**PROBLEM STATEMENT**
Instruction for the entries that follow: retype exactly the lines from the line with "Query: handwritten note" to the line with "this sample: (315,290).", both included, and omit all others.

[Records from a collection]
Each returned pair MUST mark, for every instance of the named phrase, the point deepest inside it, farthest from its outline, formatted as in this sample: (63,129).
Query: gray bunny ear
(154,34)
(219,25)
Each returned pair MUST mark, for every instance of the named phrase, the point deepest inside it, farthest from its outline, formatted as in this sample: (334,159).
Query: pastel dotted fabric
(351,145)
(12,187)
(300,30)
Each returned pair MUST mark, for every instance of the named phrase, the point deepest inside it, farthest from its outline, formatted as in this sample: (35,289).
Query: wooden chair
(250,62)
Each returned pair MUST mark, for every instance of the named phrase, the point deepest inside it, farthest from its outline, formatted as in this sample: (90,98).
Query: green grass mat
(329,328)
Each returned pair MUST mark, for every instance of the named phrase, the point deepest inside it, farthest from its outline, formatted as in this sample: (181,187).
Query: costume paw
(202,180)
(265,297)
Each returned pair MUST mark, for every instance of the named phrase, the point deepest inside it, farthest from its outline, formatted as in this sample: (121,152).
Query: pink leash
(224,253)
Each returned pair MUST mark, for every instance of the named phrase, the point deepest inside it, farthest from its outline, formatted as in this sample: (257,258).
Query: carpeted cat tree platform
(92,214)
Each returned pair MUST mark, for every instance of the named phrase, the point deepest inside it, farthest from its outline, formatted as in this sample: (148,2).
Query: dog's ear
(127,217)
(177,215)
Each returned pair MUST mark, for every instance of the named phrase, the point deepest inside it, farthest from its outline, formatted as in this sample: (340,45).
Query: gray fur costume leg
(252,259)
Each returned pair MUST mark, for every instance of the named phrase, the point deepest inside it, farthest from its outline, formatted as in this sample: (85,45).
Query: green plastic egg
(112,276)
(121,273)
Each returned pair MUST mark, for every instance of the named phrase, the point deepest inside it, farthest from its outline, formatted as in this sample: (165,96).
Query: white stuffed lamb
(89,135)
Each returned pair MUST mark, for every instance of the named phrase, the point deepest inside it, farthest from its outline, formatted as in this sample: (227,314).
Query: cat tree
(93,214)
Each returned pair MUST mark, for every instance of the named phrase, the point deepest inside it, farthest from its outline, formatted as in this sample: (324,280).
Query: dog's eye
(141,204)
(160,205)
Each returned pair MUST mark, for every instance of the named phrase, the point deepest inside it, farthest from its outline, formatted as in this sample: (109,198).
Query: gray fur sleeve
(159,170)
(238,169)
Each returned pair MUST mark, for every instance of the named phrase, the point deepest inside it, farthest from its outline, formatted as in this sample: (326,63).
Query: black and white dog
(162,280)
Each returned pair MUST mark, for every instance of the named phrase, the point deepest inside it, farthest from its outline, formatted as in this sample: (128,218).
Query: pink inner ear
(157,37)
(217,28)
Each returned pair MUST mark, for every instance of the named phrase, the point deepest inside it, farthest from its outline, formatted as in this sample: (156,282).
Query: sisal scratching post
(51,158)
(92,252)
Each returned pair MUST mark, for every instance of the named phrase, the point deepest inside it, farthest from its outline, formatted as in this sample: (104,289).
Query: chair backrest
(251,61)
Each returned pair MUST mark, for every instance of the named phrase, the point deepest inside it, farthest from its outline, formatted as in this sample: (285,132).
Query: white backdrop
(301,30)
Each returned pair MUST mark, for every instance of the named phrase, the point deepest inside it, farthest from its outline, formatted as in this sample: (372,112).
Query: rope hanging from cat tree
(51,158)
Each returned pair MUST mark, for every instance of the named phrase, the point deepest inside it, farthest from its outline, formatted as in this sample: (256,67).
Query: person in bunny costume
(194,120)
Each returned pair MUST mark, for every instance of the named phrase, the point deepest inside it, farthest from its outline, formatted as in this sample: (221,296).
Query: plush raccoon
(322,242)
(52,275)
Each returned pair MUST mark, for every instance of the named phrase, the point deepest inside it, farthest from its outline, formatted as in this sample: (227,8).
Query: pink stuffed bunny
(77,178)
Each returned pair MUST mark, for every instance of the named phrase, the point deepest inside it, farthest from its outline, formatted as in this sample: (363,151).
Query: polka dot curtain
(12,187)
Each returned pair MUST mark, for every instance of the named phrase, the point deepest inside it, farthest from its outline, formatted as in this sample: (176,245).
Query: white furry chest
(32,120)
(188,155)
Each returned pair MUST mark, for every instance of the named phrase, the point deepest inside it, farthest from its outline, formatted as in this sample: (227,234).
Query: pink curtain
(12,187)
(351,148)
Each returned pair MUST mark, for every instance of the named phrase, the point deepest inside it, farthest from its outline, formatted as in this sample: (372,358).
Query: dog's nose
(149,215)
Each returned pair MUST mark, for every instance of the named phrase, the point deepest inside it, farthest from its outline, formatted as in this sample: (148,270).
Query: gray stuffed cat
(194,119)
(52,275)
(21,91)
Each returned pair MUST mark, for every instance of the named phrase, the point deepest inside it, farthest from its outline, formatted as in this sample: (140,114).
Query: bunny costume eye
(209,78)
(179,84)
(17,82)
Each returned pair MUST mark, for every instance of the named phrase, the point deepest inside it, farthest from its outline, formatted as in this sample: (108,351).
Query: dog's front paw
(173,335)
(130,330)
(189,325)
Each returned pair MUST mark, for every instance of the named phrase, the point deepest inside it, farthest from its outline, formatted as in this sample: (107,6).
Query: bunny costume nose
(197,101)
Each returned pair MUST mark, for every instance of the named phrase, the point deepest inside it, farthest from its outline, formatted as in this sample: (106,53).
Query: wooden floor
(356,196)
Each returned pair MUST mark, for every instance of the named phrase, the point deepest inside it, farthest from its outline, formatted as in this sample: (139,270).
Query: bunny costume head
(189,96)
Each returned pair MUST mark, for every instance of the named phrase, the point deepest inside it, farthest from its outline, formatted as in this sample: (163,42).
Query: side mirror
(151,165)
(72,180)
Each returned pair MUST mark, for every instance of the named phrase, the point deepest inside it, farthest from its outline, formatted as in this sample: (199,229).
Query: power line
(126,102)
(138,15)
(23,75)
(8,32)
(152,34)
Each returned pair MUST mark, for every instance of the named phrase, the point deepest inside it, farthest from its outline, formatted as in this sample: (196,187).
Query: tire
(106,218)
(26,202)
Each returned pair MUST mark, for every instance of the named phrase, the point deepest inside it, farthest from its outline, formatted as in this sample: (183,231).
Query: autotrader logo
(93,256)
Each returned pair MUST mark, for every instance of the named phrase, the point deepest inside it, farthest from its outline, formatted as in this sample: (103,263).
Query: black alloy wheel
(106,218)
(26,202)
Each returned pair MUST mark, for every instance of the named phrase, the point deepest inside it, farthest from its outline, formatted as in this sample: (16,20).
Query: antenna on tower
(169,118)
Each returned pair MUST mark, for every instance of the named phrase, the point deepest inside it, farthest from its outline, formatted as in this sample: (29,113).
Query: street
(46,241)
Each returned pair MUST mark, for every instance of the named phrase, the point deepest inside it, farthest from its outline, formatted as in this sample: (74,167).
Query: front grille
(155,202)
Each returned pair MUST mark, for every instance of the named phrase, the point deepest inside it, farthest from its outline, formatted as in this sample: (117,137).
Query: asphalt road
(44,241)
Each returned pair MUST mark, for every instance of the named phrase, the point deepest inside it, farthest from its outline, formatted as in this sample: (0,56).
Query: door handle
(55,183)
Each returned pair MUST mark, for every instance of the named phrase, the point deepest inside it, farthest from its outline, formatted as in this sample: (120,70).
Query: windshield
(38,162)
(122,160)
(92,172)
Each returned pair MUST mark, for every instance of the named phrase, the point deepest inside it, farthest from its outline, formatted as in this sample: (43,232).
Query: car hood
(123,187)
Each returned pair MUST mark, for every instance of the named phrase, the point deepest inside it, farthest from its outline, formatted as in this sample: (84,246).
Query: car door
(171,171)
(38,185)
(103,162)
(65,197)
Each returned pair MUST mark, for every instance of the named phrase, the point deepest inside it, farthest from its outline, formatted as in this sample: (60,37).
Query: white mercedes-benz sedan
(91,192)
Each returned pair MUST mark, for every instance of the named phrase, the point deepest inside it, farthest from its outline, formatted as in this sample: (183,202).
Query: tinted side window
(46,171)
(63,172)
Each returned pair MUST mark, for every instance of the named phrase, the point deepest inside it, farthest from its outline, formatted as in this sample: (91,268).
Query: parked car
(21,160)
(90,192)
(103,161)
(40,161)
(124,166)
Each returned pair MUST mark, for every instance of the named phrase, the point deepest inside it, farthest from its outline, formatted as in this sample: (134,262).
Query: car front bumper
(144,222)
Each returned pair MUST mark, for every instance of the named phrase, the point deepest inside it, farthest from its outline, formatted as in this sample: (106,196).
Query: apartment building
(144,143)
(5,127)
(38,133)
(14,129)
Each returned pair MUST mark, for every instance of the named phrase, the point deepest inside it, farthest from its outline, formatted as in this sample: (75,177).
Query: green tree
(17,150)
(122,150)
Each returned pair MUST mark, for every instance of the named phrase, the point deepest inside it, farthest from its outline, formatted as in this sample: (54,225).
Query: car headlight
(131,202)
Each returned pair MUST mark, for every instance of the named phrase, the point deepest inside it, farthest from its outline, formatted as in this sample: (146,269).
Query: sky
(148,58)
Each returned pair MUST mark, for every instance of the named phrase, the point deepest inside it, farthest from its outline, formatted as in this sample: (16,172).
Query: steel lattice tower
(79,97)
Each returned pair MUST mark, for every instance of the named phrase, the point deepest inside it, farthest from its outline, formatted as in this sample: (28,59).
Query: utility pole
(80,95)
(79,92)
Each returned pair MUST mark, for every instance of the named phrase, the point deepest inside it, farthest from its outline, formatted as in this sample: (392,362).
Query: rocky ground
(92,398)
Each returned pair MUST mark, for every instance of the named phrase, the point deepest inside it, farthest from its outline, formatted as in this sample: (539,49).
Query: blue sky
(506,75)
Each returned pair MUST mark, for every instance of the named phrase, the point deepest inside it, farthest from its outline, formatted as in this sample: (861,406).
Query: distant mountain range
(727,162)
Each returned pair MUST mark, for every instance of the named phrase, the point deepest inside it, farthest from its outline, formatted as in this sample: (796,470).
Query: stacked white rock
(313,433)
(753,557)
* * *
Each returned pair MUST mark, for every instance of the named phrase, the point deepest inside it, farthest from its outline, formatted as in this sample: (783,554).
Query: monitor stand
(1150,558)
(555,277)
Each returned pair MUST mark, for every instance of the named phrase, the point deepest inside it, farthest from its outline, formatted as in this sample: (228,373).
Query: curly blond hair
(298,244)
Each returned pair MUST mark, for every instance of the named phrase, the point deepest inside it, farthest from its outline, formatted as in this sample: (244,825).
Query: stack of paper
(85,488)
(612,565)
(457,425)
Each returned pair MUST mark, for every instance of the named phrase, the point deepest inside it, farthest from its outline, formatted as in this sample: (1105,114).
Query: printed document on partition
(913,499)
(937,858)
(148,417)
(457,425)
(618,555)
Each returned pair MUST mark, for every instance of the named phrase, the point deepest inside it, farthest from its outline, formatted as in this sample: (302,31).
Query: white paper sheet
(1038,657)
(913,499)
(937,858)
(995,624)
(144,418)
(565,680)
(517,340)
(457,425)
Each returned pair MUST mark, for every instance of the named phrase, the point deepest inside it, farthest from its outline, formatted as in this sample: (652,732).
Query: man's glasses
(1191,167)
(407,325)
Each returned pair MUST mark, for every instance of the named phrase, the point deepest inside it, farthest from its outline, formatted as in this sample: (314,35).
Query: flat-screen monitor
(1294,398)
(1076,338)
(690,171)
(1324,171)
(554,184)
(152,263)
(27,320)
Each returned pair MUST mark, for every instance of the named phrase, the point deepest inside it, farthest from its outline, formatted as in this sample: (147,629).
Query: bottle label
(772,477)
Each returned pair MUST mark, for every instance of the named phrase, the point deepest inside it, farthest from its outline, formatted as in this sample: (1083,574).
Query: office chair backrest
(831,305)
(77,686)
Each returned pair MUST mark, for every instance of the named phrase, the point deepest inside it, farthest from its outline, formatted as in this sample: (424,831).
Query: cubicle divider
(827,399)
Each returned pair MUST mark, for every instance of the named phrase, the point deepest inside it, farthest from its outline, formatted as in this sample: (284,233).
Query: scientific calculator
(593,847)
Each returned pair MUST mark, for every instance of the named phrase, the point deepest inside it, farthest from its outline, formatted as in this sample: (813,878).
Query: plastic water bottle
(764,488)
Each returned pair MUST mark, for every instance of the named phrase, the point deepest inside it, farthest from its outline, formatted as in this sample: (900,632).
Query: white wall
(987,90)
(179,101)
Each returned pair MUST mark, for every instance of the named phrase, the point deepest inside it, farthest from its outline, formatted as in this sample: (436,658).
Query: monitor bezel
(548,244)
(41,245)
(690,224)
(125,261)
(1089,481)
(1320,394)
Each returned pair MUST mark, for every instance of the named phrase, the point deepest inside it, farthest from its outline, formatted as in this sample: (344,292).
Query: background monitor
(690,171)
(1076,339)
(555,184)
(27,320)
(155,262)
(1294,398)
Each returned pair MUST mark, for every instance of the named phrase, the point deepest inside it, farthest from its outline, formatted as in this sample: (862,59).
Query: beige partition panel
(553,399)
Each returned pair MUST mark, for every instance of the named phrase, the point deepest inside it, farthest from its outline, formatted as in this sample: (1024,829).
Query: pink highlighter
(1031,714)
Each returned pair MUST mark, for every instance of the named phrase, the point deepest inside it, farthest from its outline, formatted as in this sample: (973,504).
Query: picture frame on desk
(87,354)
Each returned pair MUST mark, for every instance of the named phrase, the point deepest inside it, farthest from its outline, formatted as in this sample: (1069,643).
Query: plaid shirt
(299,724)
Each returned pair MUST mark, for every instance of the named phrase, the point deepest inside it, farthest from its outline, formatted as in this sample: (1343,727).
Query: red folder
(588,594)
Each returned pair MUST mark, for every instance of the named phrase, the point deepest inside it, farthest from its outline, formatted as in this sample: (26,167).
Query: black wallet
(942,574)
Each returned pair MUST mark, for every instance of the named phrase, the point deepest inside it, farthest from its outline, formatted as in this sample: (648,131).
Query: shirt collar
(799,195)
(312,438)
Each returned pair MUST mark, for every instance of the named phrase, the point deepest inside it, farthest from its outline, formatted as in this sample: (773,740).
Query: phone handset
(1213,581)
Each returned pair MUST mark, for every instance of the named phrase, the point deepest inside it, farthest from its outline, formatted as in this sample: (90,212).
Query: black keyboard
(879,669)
--
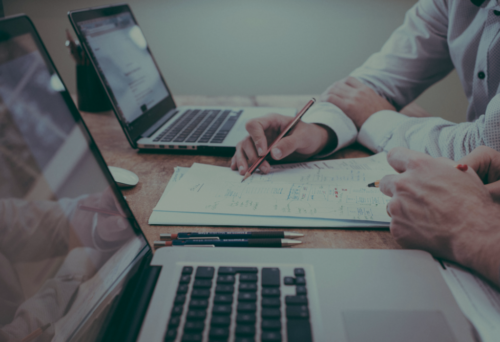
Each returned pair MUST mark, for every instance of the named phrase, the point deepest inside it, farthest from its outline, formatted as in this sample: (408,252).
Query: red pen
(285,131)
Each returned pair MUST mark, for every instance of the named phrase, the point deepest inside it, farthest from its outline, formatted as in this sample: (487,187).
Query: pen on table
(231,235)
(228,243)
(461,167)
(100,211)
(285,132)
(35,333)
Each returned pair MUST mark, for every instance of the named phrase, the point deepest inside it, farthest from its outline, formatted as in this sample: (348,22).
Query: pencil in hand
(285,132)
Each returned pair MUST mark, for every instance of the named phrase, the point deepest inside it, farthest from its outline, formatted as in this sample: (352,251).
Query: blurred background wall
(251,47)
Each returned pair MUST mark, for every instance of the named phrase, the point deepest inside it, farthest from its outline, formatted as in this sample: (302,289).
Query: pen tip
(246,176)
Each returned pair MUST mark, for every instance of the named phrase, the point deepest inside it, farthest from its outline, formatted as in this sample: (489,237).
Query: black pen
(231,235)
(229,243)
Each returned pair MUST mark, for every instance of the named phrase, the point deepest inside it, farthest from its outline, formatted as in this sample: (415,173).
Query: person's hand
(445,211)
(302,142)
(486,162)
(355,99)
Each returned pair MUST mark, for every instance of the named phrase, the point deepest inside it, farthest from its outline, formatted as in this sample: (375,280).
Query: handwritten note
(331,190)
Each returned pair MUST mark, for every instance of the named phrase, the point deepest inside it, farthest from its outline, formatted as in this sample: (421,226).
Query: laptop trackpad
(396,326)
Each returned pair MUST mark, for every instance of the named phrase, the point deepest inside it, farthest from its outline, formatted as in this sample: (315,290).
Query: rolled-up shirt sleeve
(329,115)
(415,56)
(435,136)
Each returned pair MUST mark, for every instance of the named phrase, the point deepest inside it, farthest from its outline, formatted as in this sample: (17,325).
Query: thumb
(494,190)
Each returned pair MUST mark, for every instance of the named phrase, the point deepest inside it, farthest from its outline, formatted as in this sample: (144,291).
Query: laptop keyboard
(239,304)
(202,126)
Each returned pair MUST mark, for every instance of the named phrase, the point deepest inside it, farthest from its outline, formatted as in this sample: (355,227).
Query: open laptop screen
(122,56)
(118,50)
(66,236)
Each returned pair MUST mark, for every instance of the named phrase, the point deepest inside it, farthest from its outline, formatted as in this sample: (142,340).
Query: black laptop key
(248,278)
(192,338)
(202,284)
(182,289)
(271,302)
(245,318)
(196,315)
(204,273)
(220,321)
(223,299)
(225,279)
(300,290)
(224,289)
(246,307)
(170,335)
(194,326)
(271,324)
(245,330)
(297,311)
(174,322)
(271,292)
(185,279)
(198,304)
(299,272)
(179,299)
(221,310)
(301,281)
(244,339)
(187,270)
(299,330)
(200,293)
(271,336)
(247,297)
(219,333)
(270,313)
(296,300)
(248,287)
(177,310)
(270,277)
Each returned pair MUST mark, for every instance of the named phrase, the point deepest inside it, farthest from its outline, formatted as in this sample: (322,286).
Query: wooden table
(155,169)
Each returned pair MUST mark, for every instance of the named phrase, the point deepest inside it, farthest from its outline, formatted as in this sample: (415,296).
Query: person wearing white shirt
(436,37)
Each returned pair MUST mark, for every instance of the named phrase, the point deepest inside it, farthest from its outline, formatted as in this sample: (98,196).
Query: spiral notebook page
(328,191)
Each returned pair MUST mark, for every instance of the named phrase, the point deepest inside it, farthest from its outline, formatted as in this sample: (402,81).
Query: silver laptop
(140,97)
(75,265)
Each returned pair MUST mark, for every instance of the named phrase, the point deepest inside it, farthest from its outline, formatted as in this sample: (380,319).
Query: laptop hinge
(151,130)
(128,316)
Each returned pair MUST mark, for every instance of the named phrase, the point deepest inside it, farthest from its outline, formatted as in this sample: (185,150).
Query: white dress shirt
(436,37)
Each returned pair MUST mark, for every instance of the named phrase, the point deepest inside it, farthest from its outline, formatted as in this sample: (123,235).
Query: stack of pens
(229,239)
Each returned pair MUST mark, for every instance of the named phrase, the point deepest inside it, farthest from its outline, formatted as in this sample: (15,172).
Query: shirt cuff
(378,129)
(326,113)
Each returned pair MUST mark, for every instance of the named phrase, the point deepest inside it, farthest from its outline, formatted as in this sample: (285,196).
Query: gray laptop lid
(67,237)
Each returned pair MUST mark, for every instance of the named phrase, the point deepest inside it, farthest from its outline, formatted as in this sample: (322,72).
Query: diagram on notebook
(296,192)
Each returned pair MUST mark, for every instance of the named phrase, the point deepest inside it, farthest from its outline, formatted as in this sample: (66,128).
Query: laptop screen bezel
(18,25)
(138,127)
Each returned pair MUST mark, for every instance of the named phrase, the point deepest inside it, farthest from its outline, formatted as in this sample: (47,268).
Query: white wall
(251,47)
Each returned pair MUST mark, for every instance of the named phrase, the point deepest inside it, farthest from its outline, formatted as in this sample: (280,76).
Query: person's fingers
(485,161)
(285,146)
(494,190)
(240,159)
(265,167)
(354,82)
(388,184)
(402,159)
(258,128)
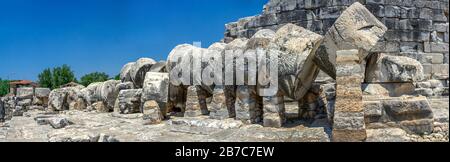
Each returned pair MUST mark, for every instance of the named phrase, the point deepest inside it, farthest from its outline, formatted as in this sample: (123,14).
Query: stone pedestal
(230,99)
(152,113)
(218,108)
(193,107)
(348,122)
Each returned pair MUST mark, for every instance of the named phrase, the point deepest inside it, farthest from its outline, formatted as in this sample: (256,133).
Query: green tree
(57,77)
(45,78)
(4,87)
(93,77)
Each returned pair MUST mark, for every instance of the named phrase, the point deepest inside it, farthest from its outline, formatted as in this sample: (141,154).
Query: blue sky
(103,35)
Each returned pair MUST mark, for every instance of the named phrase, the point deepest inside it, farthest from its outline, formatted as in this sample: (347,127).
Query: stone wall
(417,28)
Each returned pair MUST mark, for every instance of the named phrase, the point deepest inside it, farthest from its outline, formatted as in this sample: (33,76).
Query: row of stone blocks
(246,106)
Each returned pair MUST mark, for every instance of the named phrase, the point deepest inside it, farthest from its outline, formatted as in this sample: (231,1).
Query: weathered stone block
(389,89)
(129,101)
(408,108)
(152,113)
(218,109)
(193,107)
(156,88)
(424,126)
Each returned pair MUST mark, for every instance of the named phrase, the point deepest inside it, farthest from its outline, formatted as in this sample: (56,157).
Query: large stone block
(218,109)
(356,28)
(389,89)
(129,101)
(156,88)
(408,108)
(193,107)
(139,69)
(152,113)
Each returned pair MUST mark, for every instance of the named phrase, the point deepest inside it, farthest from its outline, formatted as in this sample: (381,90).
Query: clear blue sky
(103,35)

**TASK RESULT**
Query: handwritten note
(331,190)
Each returned pair MUST mark, for every instance of the named phrase, the point deepest inside it, farthest from its outline, formatted as in this sample: (421,226).
Query: laptop trackpad
(396,326)
Each returned pair MUST mark, for every instance of the named phrase, the point deepest inside it, farthest from its outline, formatted as in this sample: (315,290).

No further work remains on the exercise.